▶ Description of the task: Format the lines below as a two-column CSV, starting at the first line and ending at the line containing "pixel 122 152". Use the columns text and answer, with one row for each text and its answer, each in a single quoted field with line breaks replaced by spaces.
━━━ Task inputs ━━━
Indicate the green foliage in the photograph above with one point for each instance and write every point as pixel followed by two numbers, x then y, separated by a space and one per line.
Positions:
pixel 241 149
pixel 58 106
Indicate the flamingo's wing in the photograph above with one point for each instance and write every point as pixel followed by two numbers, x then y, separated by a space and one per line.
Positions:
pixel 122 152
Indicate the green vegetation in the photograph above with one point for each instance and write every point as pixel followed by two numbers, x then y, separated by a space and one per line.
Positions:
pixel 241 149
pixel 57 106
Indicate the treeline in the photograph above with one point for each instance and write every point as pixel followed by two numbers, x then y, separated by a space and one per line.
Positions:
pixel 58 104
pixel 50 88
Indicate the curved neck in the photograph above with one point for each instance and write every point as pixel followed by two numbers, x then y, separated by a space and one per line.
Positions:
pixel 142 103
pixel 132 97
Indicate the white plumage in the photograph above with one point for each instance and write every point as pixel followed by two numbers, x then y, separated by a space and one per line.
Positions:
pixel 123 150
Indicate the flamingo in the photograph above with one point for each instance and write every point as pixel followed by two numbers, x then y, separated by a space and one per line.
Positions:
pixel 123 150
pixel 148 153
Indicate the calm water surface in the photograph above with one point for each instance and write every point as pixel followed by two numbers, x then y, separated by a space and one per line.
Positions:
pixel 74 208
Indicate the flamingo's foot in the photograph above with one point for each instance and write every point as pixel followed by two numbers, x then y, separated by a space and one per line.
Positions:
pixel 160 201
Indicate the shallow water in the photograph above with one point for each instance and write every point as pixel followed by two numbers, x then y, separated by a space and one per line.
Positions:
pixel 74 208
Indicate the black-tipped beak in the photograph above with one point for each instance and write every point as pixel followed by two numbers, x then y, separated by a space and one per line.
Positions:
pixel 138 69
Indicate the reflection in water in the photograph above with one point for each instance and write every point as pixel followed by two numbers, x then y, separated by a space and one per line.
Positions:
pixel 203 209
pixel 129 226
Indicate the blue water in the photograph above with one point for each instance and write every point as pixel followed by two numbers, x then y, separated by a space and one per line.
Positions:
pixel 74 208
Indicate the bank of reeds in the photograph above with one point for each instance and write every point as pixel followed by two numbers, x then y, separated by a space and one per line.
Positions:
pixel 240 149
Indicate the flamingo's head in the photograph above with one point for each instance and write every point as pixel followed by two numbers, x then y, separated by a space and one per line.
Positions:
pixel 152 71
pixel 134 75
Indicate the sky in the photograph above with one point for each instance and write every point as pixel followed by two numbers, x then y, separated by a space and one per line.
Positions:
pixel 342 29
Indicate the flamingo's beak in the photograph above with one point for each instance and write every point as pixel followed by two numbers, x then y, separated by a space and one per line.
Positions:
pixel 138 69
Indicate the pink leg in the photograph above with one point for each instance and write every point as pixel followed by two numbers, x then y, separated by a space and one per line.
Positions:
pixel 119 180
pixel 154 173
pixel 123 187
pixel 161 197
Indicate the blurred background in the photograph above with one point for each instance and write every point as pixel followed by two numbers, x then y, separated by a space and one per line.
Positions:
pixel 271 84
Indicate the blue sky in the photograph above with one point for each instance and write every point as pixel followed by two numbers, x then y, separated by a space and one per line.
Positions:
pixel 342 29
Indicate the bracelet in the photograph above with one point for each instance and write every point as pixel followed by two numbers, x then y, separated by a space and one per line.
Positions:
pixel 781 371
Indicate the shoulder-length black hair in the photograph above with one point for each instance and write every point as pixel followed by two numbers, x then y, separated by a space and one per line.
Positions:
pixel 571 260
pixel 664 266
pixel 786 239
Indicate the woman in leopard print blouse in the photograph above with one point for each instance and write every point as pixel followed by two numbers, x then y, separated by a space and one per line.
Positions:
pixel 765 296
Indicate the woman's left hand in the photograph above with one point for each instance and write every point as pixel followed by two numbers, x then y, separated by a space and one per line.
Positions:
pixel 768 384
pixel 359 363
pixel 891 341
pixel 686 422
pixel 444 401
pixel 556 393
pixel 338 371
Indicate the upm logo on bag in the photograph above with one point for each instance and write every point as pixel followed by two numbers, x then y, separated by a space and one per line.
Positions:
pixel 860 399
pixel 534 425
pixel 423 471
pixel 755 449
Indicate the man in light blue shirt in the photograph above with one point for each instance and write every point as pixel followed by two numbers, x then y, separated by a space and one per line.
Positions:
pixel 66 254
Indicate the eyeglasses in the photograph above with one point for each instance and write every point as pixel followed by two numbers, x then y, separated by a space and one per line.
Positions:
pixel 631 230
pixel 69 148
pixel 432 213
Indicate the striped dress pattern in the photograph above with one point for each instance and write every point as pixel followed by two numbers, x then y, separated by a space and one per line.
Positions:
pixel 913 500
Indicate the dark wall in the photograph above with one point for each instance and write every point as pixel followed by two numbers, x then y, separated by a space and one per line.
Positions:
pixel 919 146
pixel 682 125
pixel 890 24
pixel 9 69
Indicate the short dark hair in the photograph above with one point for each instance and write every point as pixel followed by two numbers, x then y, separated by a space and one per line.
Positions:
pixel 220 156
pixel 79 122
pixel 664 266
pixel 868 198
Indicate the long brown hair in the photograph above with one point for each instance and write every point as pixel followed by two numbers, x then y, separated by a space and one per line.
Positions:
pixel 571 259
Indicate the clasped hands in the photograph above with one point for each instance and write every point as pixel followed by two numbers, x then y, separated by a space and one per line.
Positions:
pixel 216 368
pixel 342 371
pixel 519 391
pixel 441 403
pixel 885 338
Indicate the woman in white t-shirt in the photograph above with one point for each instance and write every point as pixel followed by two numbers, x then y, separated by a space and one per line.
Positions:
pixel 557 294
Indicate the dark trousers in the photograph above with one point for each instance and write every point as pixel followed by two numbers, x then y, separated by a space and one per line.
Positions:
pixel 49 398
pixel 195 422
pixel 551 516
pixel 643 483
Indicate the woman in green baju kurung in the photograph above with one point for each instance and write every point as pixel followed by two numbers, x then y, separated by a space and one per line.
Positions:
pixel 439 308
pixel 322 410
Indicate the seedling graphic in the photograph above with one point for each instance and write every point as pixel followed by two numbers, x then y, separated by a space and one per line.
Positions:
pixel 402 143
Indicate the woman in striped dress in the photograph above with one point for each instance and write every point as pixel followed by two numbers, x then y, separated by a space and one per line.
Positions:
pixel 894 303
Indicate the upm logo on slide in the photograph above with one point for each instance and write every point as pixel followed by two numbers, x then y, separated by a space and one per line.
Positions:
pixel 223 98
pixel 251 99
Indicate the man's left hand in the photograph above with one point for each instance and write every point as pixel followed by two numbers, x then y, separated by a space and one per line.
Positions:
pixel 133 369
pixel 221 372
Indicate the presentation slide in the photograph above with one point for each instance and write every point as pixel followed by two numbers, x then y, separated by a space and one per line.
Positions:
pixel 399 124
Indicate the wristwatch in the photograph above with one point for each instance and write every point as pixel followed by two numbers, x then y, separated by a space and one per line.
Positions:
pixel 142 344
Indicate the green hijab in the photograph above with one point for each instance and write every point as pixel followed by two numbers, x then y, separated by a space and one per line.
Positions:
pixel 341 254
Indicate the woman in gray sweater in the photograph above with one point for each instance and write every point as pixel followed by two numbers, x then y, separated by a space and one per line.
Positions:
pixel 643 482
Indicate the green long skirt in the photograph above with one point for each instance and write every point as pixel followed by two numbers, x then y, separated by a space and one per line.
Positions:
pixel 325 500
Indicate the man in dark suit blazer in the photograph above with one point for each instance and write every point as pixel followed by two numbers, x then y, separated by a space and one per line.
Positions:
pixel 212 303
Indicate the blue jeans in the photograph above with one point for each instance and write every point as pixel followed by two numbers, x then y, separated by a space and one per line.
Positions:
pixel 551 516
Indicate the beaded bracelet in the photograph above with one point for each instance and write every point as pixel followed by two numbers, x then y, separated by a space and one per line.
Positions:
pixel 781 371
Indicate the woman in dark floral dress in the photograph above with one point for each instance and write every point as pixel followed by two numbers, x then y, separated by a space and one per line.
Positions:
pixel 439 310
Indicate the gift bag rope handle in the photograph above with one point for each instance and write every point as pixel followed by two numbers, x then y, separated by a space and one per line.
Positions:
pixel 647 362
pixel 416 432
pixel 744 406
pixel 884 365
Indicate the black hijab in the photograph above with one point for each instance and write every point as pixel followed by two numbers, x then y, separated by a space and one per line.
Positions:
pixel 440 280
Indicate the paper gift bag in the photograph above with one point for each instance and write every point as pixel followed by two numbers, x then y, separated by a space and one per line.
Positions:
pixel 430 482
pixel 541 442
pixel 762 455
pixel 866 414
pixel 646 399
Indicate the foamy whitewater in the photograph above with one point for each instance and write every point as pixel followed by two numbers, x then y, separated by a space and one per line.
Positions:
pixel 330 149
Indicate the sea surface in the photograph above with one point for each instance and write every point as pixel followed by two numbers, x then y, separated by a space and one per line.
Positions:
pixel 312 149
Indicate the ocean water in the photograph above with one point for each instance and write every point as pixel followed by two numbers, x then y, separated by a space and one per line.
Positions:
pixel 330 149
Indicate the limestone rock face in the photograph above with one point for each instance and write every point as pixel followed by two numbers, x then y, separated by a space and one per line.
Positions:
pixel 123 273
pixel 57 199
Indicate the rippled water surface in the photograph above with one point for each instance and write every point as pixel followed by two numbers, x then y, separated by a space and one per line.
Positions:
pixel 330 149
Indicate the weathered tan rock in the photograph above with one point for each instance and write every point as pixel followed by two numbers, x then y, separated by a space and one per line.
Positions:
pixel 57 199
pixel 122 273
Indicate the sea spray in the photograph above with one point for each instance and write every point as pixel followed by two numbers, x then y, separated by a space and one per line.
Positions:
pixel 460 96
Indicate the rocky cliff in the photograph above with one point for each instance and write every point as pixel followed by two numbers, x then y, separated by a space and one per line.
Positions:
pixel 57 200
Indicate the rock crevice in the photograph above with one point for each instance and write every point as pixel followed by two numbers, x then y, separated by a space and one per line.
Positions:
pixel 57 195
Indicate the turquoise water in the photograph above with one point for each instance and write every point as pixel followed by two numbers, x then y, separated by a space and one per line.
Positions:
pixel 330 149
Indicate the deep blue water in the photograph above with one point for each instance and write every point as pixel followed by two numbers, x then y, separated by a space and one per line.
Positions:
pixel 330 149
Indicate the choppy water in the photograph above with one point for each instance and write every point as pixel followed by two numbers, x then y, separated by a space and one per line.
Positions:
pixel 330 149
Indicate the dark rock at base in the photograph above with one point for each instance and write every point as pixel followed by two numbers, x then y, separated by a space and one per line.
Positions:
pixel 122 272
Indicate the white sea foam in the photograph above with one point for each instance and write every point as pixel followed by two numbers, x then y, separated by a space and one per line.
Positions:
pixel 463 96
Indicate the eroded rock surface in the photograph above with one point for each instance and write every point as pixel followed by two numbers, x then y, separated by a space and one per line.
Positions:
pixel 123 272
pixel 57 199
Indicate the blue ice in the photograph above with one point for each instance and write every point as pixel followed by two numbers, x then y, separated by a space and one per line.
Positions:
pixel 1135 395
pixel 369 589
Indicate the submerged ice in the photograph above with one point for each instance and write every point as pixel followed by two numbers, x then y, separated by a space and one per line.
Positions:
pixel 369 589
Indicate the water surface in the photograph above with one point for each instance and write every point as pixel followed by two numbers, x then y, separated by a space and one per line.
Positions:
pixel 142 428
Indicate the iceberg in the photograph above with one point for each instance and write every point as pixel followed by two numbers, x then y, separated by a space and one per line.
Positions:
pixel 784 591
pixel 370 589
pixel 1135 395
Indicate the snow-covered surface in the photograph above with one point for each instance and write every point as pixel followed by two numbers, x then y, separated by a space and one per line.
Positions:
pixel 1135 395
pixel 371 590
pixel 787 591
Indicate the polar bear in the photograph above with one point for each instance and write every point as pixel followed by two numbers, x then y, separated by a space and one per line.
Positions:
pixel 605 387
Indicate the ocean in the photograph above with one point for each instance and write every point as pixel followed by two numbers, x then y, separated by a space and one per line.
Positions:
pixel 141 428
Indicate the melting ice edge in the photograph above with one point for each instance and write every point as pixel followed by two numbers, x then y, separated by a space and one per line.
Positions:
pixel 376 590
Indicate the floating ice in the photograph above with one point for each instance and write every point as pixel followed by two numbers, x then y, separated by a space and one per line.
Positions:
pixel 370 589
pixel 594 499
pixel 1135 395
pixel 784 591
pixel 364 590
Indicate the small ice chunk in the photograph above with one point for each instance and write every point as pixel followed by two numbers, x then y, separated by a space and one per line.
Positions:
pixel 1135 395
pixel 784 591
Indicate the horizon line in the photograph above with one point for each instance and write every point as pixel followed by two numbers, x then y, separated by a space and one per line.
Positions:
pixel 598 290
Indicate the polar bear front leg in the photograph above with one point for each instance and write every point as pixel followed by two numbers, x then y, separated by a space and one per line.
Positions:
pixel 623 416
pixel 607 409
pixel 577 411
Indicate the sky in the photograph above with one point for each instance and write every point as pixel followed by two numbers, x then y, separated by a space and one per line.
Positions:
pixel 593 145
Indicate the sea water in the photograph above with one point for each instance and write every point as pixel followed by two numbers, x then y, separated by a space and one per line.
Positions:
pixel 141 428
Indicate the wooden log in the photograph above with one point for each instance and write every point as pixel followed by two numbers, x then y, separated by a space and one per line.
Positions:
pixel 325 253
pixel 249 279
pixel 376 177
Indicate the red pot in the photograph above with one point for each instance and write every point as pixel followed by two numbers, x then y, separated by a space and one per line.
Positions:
━━━
▶ Expected answer:
text,answer
"Indicate the green foliage in the photograph above with one point for each instance and write every point as pixel followed by two numbers, x then y, separated by a space and one per line. Positions:","pixel 241 149 pixel 58 106"
"Indicate the flamingo's wing in the photograph above with one point for each instance and write every point as pixel followed by two numbers, x then y, separated by a space and one per line. Positions:","pixel 122 152"